→ **PROBLEMS TO WORK ON**
1: Answer these questions from the forum thread on feature groups:
(a) Under Option 1, how would the user specify the feature groups?
(b) Under Option 3, what would be added for now?
(c) What does the commenter suggest adding "also here"?
2: Carry on the forum thread on feature groups, starting after its final sentence.

Ohh, 3 a) reminds me that the ExhaustiveFeatureSelector actually supports pandas DataFrames (http://rasbt.github.io/mlxtend/user_guide/feature_selection/ExhaustiveFeatureSelector/#example-7-working-with-pandas-dataframes). I am not sure this would work with the current feature_groups implementation.

Option 1 (ideal):

I suppose what we want in this case is that the user can specify the feature groups by column names. For example, [['Sepal length', 'Petal length'], ['Sepal width'], ['Petal width']].

Option 2 (ok):

We could also let the feature group selection integer based, e.g., [[1, 2], [3], [4]] and select DataFrame columns by index for now. We can then add string support later on.

Option 3:

For now, we can just add a check and say that feature_groups are currently not supported for pandas DataFrames. We can then add Option 1 or 2 in the future in another PR.

What do you think, is option 1 feasible at this point or do you prefer Option 2/3 and to revisit this later?

NimaSarajpoor commented 1 year ago

maybe add the fixed_feature also here

Sure! Will do so.

2. I can take care of the documentation and the Changelog. I think these are the most "boring" things usually, and you are already doing so much

Thank you! :)

For the check, maybe the following ones are good:

a) a check that the feature groups contain all feature indices

Just for the records, I think we "can" allow users to provide not all but just some of the features in the parameter features_group. For instance, I THINK that even if the parameter value is [[0],[1,2],[3]], the Exhaustive Feature Selection will be performed no matter how many features the data actually have. Having said that, I think if a user wants to do that, they should simply pass the chunk of their data that contains those features only. So, I think error message (a) is good as it prevents users from making any accidental mistakes.

b) check that feature groups are not empty:
for fg in feature_groups:
    if not fg:
  raise ValueError("Feature group can't be empty)

Cool

Ohh, 3 a) reminds me that the ExhaustiveFeatureSelector actually supports pandas DataFrames (http://rasbt.github.io/mlxtend/user_guide/feature_selection/ExhaustiveFeatureSelector/#example-7-working-with-pandas-dataframes). I am not sure this would work with the current feature_groups implementation.

→ **RECORDED DATA**
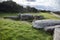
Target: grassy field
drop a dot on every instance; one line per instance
(21, 30)
(46, 15)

→ **SET OF ANSWERS**
1:
(a) By column names, for example [['Sepal length', 'Petal length'], ['Sepal width'], ['Petal width']].
(b) A check stating that feature_groups are currently not supported for pandas DataFrames.
(c) The fixed_feature.

2:
Option 1 (ideal):

I suppose what we want in this case is that the user can specify the feature groups by column names. For example, [['Sepal length', 'Petal length'], ['Sepal width'], ['Petal width']].

This is exactly what I thought after pushing the last set of commits! I am planning to work on this. And, then, I will take care of the fixed_feature :)

NimaSarajpoor commented 1 year ago

@rasbt UPDATE

Add support for fixed_features
Add string support for BOTH features_group and fixed_features
Add several checks for the validity of input fixed_features and features_group in the module
Add three new test functions: one for fixed_features AND two tests for fixed_features_and_features_group
Add tests for string support in features_group and fixed_features

What needs to be done:

Refactoring and polishing the code (I tried to have a good flow while I was writing the code. It would be great if you could take a look and see if we need to restructure the block of codes or not)
Add tests for the newly-added raise ValueErrors("message") in the code (because I can see there are some tests in the unit test that check if the errors are correctly raised. So, I assume I should add some tests for that. What do you think?)

Btw, I think we also need to support string values in the following case: data X is not DataFrame BUT custom_feature_names is provided by the user (see the input parameter custom_feature_names in function fit).

In that case, the user may want to provide string values for features_group and/or fixed_features.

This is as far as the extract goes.